[Entries taken from a collection]
══════
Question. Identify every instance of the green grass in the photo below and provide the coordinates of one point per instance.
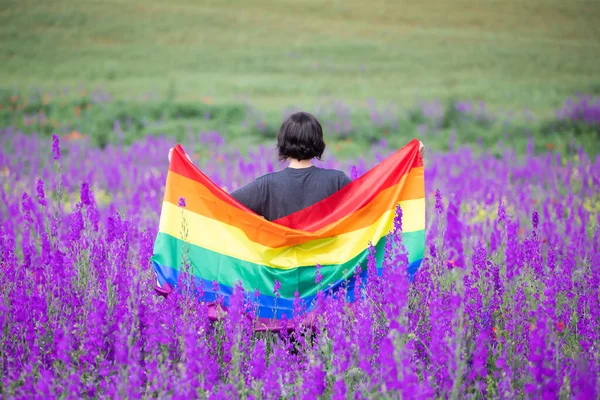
(508, 53)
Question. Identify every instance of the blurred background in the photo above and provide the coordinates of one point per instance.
(480, 73)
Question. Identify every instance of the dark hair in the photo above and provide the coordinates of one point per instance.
(300, 137)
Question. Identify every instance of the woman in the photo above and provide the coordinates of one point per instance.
(301, 184)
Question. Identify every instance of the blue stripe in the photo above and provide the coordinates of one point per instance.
(269, 306)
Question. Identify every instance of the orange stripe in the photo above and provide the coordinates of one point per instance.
(201, 200)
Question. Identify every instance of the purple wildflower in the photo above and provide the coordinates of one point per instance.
(40, 192)
(55, 147)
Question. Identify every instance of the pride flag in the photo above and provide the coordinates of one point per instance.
(224, 242)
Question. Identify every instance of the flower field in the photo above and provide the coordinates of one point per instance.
(505, 305)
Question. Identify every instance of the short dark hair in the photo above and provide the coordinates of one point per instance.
(300, 137)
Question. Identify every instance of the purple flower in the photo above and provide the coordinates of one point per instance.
(27, 206)
(318, 276)
(535, 219)
(439, 207)
(55, 147)
(85, 194)
(41, 194)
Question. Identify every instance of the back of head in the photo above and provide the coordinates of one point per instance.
(300, 137)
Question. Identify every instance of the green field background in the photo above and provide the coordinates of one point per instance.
(511, 54)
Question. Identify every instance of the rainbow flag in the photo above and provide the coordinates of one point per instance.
(225, 243)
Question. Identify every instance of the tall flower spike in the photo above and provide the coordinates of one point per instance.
(439, 207)
(55, 147)
(41, 194)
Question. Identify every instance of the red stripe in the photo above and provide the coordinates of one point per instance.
(182, 166)
(351, 198)
(357, 194)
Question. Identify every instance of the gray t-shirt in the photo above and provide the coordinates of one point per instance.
(282, 193)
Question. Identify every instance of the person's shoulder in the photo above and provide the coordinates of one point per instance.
(331, 172)
(337, 175)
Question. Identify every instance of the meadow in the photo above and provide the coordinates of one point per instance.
(505, 305)
(504, 94)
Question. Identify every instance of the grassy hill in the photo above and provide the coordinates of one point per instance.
(509, 53)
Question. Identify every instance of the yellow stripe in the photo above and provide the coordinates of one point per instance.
(232, 241)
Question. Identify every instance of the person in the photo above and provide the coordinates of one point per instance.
(299, 185)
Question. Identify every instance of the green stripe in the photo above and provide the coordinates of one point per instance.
(213, 266)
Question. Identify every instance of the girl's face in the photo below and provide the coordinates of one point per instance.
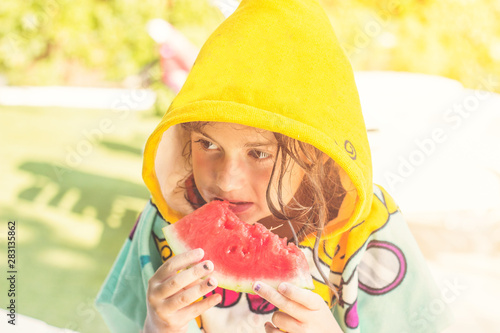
(234, 162)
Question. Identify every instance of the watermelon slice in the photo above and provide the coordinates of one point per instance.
(241, 253)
══════
**Directions for this task**: Restating the data word for word is the task, and pictures are to be omitted.

**Expected output**:
Question. Identify every instance of the green grass in the photo below and provide the coordinates of one point per instance.
(508, 53)
Question. Identify every instance of the blurred background in the photo above and provide the coordinates of one point per instance.
(480, 73)
Question. Identify every instance of the dark hair in the photo above and provide the coordinates of one point per instance.
(300, 137)
Question. Identify every instance of the woman in the photo above and provide the coordinates of one point per instance.
(301, 184)
Question. Identify every instance of the blue stripe in the photo above and provide the coordinates of one point per instance.
(269, 306)
Question. Identify every instance of the orange stripe in the photo above and provide the coordinates of one point per instance.
(201, 200)
Question. Identify every instance of the purple wildflower in the photo above and provide the coordinates of one point per instance.
(40, 192)
(55, 147)
Question. Identify every instance of the pride flag in the photo above and provide the coordinates of one point per instance.
(224, 242)
Question. Identify every instance of the flower field in the photo above and provide the coordinates of one point per instance.
(505, 305)
Question. Identify every instance of the short dark hair in the photo above and provide the coordinates of one point per instance.
(300, 137)
Question. Identify every instance of the purple flower in the photo above and provide the coordinates of one point per instance.
(27, 206)
(318, 276)
(535, 219)
(439, 207)
(55, 147)
(85, 194)
(41, 194)
Question. Identify every instance of the back of head in the photo above and provide the coordinates of one point per instance.
(300, 137)
Question. Identify every instance of the green field background in the photo above and provide the coordinates of one point per instance.
(511, 54)
Question. Identify every instance of the rainbow flag in the photo above and provide the coordinates of one point per instance.
(225, 243)
Question. Identify every instance of the tall flower spike in the photo above and provide the coordinates of one point per instance.
(439, 207)
(55, 147)
(41, 194)
Question. Identify every instance of the red stripe in the photo above and provide the coordinates of one point per instance.
(182, 166)
(351, 198)
(357, 194)
Question. Identify every instance of the gray t-shirt in the photo above and provide the coordinates of one point per instance.
(282, 193)
Question. Identify every instance of the person's shoulder in the photo above and provide the coordinates of one point per instance.
(331, 172)
(337, 175)
Question. Identify every instance of the meadow in the photo above and provide the coordinates of one point per instance.
(505, 305)
(504, 94)
Question. Identify every instance of the grassy hill in the photo above and provide the coordinates of one point per instance.
(509, 53)
Question. Identify every instance of the yellow stripe in the photo above and provide the coordinates of one point per instance.
(232, 241)
Question. Identify every instance of the person in the photo above and provide the coordinates of one point per instance.
(299, 185)
Question. Identify every instance of the green stripe in the photo above and provide the coordinates of one point per instance.
(213, 266)
Question. Identify every instance of the girl's face in the photo below and provide the coordinates of one point per instance.
(234, 162)
Question. Identify every instance of the watermelon slice in the photo above and provide the coordinates of one point per instance.
(241, 253)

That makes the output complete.